• _Exercícios_:
A: Reproduza do texto sobre a malária o trecho que começa em "O problema é" e termina em "1,23 milhões de pessoas.".
B: De acordo com o texto sobre a malária, de quantos estudos Abdisalan Noor e Robert Snow reuniram informação?
C: Traduza para o inglês esta frase do texto sobre a malária: "O Plasmodium falciparum é a espécie mais letal que causa a malária nas pessoas."

• _Trecho do texto_:
Liderado por Abdisalan Noor e Robert Snow, dois investigadores do KEMRI-Wellcome Trust – uma parceria entre o Instituto de Investigação Médico do Quénia, a Universidade de Oxford e o Wellcome Trust (uma organização privada britânica que financia investigação médica) –, o estudo retrata, pela primeira vez, a evolução da doença após a criação da iniciativa Roll Back Malaria. Esta parceria iniciada em 1998 para coordenar uma resposta global contra a malária reúne mais de 500 parceiros – entre países onde há malária, empresas, fundações, institutos de investigação, grandes organizações como a Organização Mundial de Saúde (OMS), o Banco Mundial ou a UNICEF.

“Para a maioria dos países de África com malária endémica, o fardo da doença associado ao Plasmodium falciparum, e como esse fardo mudou ao longo da década de 2000-2010, continua a estar mal definido”, lê-se no artigo. O Plasmodium falciparum é a espécie mais letal que causa a malária nas pessoas.

Transmitido pelo insecto anófeles, o parasita entra na circulação humana depois de sermos picados por um mosquito infectado, e segue em direcção ao fígado, onde infecta uma célula. Aqui, o parasita multiplica-se milhares de vezes e sai para o sangue. No sangue passa a infectar os glóbulos vermelhos, onde se multiplica novamente. Quando os glóbulos vermelhos rebentam, os sintomas da doença aparecem: febres altas, dores no corpo, dor de cabeça. Por vezes, as pessoas morrem.

O problema é que a contabilização do número de mortes por malária tem uma enorme variação. Estudos diferentes defendem que em 2010 a malária matou entre 655.000 e 1,23 milhões de pessoas.

Abdisalan Noor e Robert Snow optaram por analisar a malária nos vivos. Reuniram informação de 26.746 estudos feitos em 49 países africanos, desde 1980. Estes trabalhos contaram o número de crianças entre os dois e os dez anos com Plasmodium falciparum no sangue, abarcando 3,5 milhões de pessoas. Com estes números, e aplicando um modelo, a equipa conseguiu mostrar a prevalência da malária, neste grupo etário, em 2000 e em 2010, revelando assim a evolução da malária em África.

“Os resultados apresentados são encorajadores e preocupantes ao mesmo tempo”, escrevem Brian Greenwood, da School of London de Higiene e Medicina Tropical, e Kwadwo Koram, do Instituto Memorial Noguchi de Investigação Médica, em Acra, no Gana, num comentário do The Lancet sobre o artigo, onde elogiam este método de amostragem, que dá “ uma forma válida de avaliar as mudanças na incidência da malária ao longo do tempo”.

• _Dados guardados_:
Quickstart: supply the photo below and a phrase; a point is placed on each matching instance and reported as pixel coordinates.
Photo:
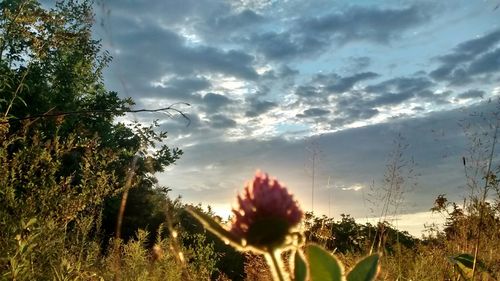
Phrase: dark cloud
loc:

• _Respostas_:
A:
O problema é que a contabilização do número de mortes por malária tem uma enorme variação. Estudos diferentes defendem que em 2010 a malária matou entre 655.000 e 1,23 milhões de pessoas.

B: De 26.746 estudos.

C: Plasmodium falciparum is the deadliest species that causes malaria in people.